───── Supplied text ─────

Strategies in Social Media Management

Effective social media management is imperative in marketing and operating just about any business in this day and age. In order to develop an effective social media strategy, one must consider all aspects of what defines a successful social media presence for your particular business. In this article, we will walk you through a six-step process that will explain how to optimize your social media strategy and give your business the social media advantage it deserves. 

1. Set Your Social Marketing Goals

Businesses turn to social media for many purposes. The most important part of your social media strategy is defined by how you answer these questions: why do you want to be on social media and what is your endgame? 

To answer, think about what your business wants to achieve from social media. What are your specific marketing goals? Some examples include: 

  • Revenues - new leads, new customers and increased sales from existing customers

  • Increase brand awareness

  • Expand your brand’s audience - in new geographies, demographics and markets

  • Increase community engagement

  • Increase web traffic

  • Improve customer service

  • Gain customer feedback about your brand

In all likelihood, revenue growth is the primary driver of social media presence for most businesses. But determining exactly what you want from your social media presence in addition to revenue growth is critical prior to launching a social media strategy. 

2. Examine Your Target Market
Next, you will want to understand your target audience. Who are your social media customers? Take a look at their profiles on different platforms and figure out their basic demographics -  gender, age, industry, geography, background. What do they want that you have? This is your product or service - understand why they want or need your product or service and why you are uniquely suited to meet their needs. What platforms do they use most frequently? If you want to maximize your return on social media, we recommend establishing a presence on all the big social media platforms - LinkedIn, Facebook, Instagram, and Twitter - along with others that may be industry-specific. Why and how does your target audience spend time on these platforms? To answer this last question, you’ll have to delve into the specifics on each of the different platforms they use. 

3. Understand the Differences in Social Platforms

At this point, having established accounts across all the big social media platforms, you will likely find that your audience changes from one platform to another. LinkedIn’s user base is career-oriented and well-educated, making it much more focused on industry-specific and complex content. Instagram’s users are younger than other platforms, so posts should be tailored to millennials' and Gen Zs’ shorter attention spans, due to the vast amount of content they consume on a daily basis, and their appreciation for vivid and attention-grabbing content. Twitter only allows a certain number of characters per tweet, so your audience is looking for concise, straight-to-the-point posts occasionally associated with short videos or supportive images or graphics.

───── Dataset extract ─────

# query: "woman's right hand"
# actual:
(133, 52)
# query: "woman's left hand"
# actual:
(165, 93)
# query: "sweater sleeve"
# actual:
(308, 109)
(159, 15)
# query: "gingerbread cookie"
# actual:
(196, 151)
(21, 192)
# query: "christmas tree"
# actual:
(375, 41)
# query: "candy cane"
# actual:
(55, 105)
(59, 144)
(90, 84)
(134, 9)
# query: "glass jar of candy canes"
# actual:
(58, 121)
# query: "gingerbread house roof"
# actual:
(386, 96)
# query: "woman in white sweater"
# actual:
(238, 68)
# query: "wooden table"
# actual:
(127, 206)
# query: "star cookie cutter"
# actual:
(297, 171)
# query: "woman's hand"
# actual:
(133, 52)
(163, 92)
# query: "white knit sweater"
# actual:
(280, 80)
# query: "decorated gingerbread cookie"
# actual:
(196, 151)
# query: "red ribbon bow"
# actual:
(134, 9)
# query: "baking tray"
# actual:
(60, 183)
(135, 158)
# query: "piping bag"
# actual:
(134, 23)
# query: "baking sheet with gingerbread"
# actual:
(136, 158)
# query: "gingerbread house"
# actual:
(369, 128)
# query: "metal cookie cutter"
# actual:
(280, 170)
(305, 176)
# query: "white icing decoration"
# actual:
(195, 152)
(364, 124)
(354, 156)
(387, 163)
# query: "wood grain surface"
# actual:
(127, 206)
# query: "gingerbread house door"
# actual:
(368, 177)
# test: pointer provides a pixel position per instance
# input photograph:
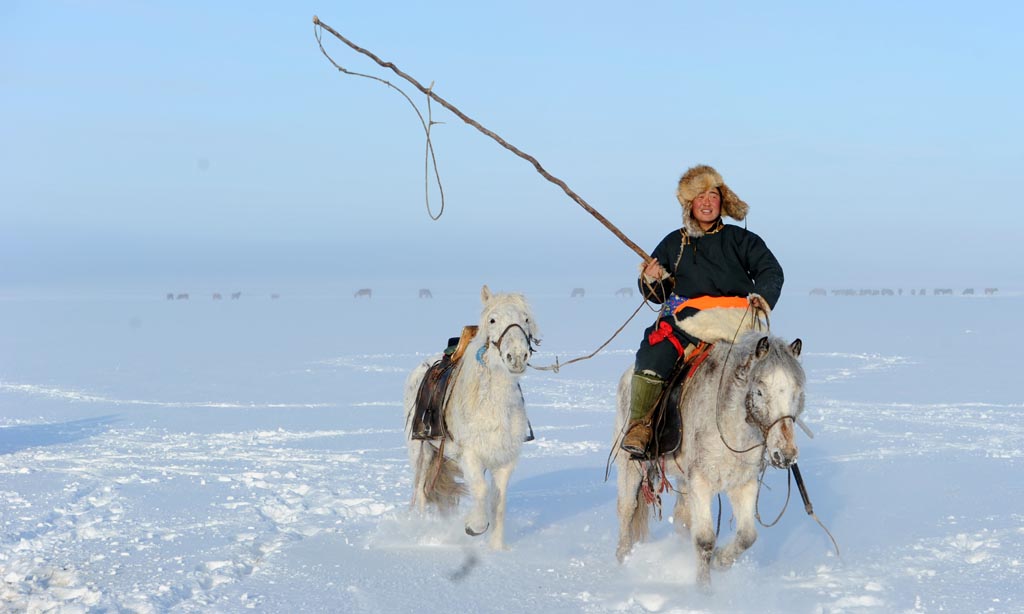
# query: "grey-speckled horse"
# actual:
(745, 396)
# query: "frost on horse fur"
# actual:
(744, 397)
(485, 418)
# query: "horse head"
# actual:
(508, 329)
(775, 396)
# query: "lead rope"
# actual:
(557, 365)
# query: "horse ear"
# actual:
(796, 347)
(762, 348)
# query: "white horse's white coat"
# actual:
(485, 417)
(762, 388)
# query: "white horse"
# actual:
(737, 413)
(485, 419)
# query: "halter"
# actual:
(501, 338)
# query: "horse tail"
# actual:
(639, 523)
(438, 478)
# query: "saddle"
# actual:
(428, 415)
(666, 424)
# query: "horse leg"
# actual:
(742, 499)
(501, 475)
(632, 513)
(476, 520)
(421, 469)
(681, 513)
(701, 528)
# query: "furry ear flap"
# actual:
(796, 347)
(762, 348)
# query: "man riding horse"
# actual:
(706, 265)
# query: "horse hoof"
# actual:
(473, 533)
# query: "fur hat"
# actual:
(697, 180)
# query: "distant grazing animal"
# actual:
(485, 418)
(753, 405)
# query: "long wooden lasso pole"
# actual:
(537, 165)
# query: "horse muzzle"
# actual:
(783, 456)
(515, 361)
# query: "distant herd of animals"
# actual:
(576, 293)
(888, 292)
(183, 296)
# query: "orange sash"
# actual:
(710, 302)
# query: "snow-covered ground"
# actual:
(227, 455)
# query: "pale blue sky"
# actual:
(877, 142)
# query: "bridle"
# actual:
(498, 344)
(762, 426)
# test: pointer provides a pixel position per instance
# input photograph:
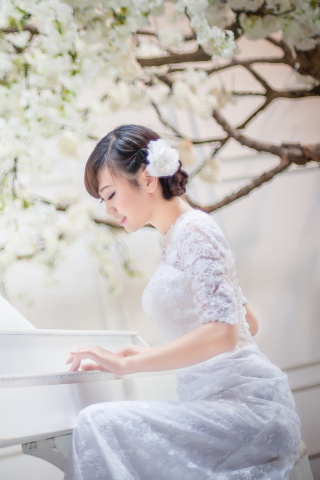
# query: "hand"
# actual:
(104, 360)
(131, 350)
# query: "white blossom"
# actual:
(163, 159)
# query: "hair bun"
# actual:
(175, 185)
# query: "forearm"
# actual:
(252, 320)
(194, 347)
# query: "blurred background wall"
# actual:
(274, 233)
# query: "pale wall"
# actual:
(274, 233)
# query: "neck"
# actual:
(168, 212)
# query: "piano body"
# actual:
(40, 399)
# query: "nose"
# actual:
(110, 210)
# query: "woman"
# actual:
(235, 418)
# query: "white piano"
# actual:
(40, 399)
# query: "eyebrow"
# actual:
(106, 186)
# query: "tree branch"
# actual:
(198, 56)
(257, 182)
(26, 28)
(177, 133)
(260, 109)
(248, 142)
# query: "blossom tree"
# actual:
(141, 53)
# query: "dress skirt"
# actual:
(235, 419)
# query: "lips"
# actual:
(121, 220)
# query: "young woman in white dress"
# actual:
(235, 418)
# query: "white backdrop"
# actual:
(274, 233)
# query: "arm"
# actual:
(200, 344)
(252, 320)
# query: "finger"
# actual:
(70, 359)
(75, 364)
(92, 366)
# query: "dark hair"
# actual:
(125, 150)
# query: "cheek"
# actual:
(132, 201)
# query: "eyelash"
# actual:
(111, 196)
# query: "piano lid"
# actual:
(42, 352)
(11, 319)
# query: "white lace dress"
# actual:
(235, 418)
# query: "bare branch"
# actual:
(260, 109)
(258, 77)
(27, 28)
(257, 182)
(198, 56)
(248, 142)
(177, 133)
(288, 56)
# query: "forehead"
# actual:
(107, 179)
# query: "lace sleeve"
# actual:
(244, 300)
(204, 253)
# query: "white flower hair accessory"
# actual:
(163, 159)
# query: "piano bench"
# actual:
(55, 450)
(302, 469)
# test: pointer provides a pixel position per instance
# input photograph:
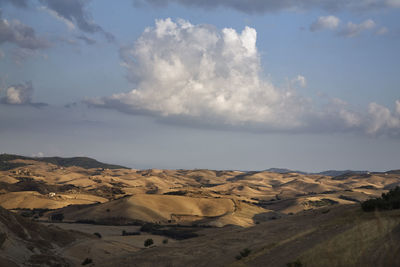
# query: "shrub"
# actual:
(97, 234)
(388, 201)
(148, 242)
(57, 217)
(244, 253)
(87, 261)
(125, 233)
(296, 263)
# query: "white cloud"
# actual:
(199, 75)
(20, 34)
(19, 94)
(382, 120)
(398, 107)
(353, 29)
(70, 25)
(268, 6)
(38, 155)
(322, 23)
(382, 31)
(181, 69)
(300, 80)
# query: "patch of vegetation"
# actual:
(322, 202)
(244, 253)
(84, 162)
(349, 198)
(388, 201)
(87, 261)
(85, 221)
(97, 234)
(176, 193)
(148, 242)
(125, 233)
(173, 232)
(296, 263)
(57, 217)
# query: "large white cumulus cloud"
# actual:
(200, 74)
(198, 71)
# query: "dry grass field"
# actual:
(194, 217)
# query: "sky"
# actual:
(309, 85)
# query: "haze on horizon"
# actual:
(304, 85)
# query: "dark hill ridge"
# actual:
(83, 162)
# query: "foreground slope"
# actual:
(339, 236)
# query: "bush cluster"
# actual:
(388, 201)
(244, 253)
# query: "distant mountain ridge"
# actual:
(332, 173)
(84, 162)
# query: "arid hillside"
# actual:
(67, 215)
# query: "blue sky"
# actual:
(308, 85)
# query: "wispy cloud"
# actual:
(352, 29)
(20, 34)
(20, 94)
(265, 6)
(199, 75)
(327, 22)
(73, 12)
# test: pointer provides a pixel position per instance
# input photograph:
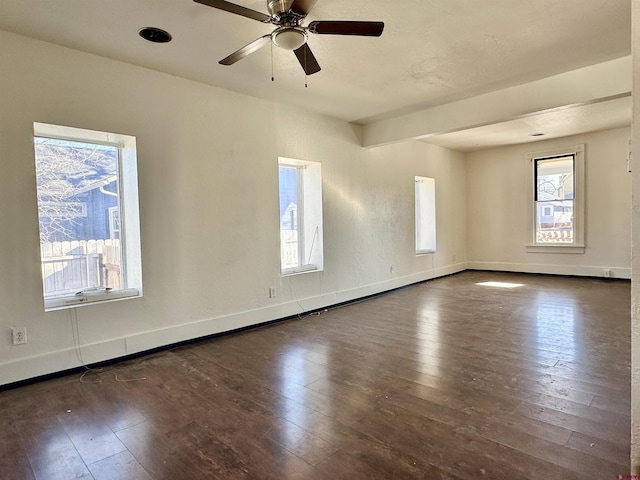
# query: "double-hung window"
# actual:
(300, 188)
(558, 199)
(88, 216)
(425, 215)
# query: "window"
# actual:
(425, 215)
(88, 215)
(558, 181)
(300, 186)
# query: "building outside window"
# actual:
(557, 221)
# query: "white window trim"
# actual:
(419, 217)
(129, 213)
(316, 232)
(578, 245)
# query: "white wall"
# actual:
(498, 206)
(207, 163)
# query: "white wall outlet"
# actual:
(19, 335)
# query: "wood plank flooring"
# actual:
(445, 379)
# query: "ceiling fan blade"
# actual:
(345, 27)
(246, 50)
(303, 7)
(308, 61)
(237, 9)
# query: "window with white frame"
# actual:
(300, 191)
(87, 193)
(425, 203)
(558, 201)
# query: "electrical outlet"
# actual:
(19, 335)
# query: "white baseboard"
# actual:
(67, 359)
(553, 269)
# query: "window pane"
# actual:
(289, 219)
(554, 179)
(554, 200)
(79, 211)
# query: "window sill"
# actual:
(88, 298)
(299, 270)
(557, 248)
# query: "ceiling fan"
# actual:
(290, 34)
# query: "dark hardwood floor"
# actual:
(446, 379)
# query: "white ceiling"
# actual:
(431, 53)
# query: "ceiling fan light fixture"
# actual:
(155, 35)
(289, 38)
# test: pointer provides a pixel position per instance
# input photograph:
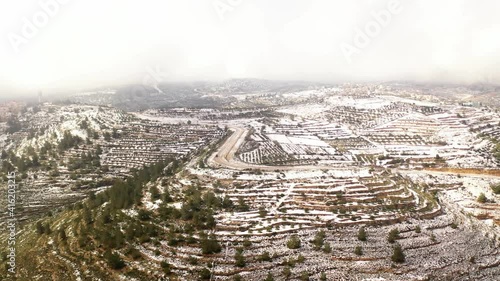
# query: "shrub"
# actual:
(482, 198)
(114, 260)
(393, 235)
(362, 234)
(398, 255)
(358, 250)
(293, 242)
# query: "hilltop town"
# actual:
(255, 180)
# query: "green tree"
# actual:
(393, 235)
(287, 272)
(398, 255)
(209, 244)
(262, 211)
(264, 257)
(239, 258)
(327, 248)
(362, 234)
(205, 274)
(319, 240)
(269, 277)
(358, 250)
(304, 276)
(482, 198)
(114, 260)
(293, 242)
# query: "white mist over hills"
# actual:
(60, 44)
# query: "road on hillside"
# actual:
(224, 157)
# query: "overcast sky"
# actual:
(91, 43)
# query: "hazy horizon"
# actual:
(72, 44)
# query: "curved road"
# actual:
(224, 156)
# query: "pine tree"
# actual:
(398, 255)
(362, 234)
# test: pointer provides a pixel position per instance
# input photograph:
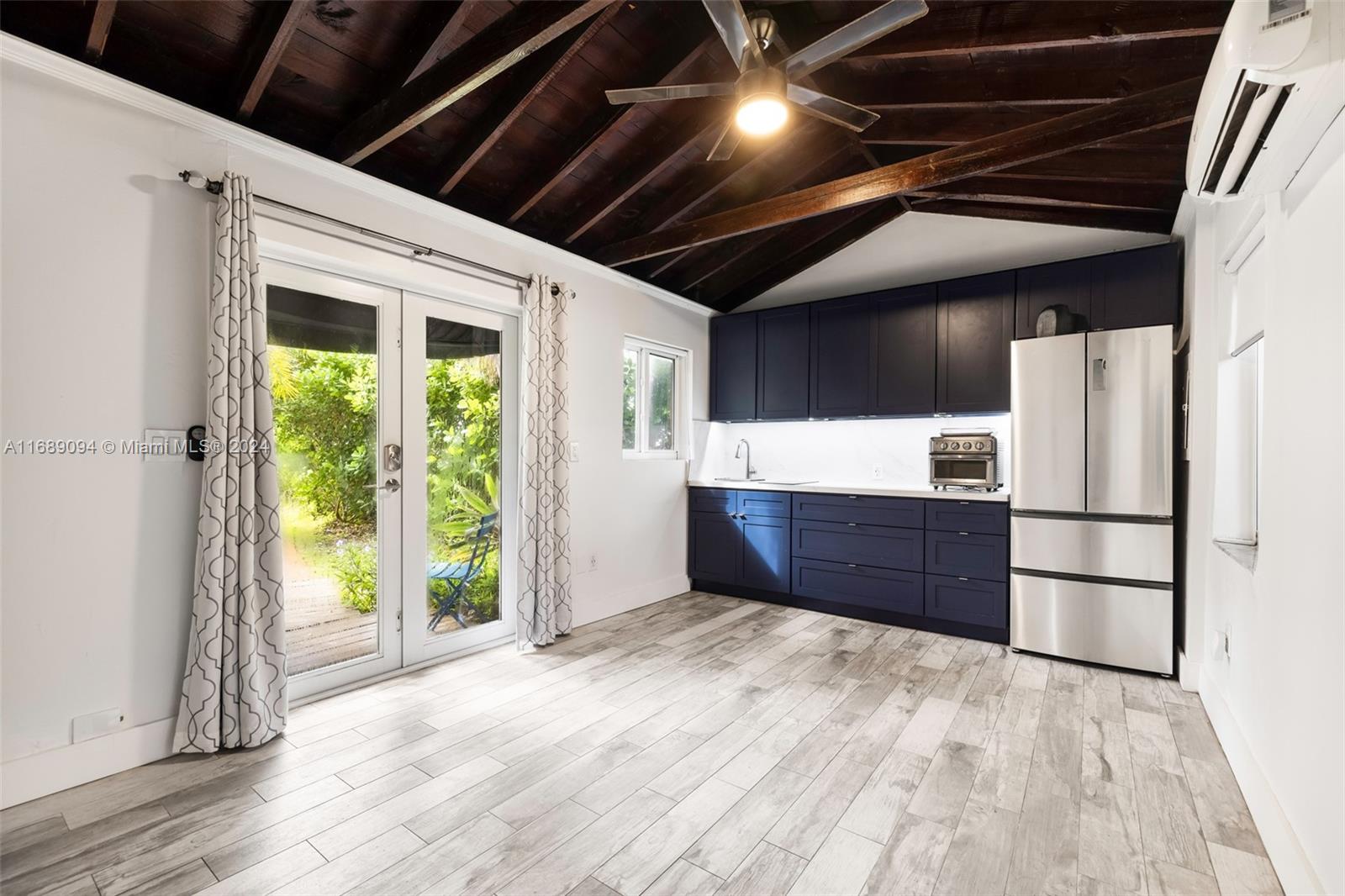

─────

## Tasks and exercises
1/ In the social media management article, reproduce the part that opens with the words containing "At this point, having" and closes with "images or graphics.", swapping "Twitter" for "X".
2/ According to the social media management article, which platforms are recommended for establishing a presence to maximize return on social media?
3/ Continue the article on social media management from its last sentence.

## Answers per task
1/
At this point, having established accounts across all the big social media platforms, you will likely find that your audience changes from one platform to another. LinkedIn’s user base is career-oriented and well-educated, making it much more focused on industry-specific and complex content. Instagram’s users are younger than other platforms, so posts should be tailored to millennials' and Gen Zs’ shorter attention spans, due to the vast amount of content they consume on a daily basis, and their appreciation for vivid and attention-grabbing content. X only allows a certain number of characters per tweet, so your audience is looking for concise, straight-to-the-point posts occasionally associated with short videos or supportive images or graphics.

2/ LinkedIn, Facebook, Instagram, and Twitter, along with others that may be industry-specific.

3/
4. Establish Your Most Valued Metrics and Study Your Competition

Though each platform is uniquely different from the next, most platforms have an analytics dashboard that provides an overview of who is following you and how they interact with you. This gives business owners the ability to tailor content to specific user groups. This will also allow you to help determine what matters most by platform. Reach? Clicks? Do you value engagement more than anything else? It may be tough to figure out which metrics mean the most to you, but it all comes back to the ultimate goal of your business’s social media presence. This can be more easily ascertained by looking at your competition. Check out their social channels and pay attention to their content, their audience, their engagement - their strategy. To further understand your industry, your target market, and your potential customers, you must also understand your competition and how they strategize across social platforms. It may seem simple, but it can be useful to Google search your most valuable keywords, phrases, and industry terms to find your competition in order to see what they’re doing right (and wrong). It’s always easier to build your social media strategy after understanding what your competitors have done well and not-so-well across their social platforms. 

5. Share Engaging, Thematic and Timely Content That Aligns With Your Brand

Now - what are you going to share? Your content is what will be noticed first across your social platforms, so you need to make it engaging. One key part of your strategy should be to keep your themes consistent. This could mean posting only vibrant, eye-popping content with a lightly fluctuating color scheme, or rotating between memes, product photos, and user generated content. You also need to think about what type of content you’ll be putting out. Photos? Videos? Text posts? This should align with your brand and what your target audience generally interacts with.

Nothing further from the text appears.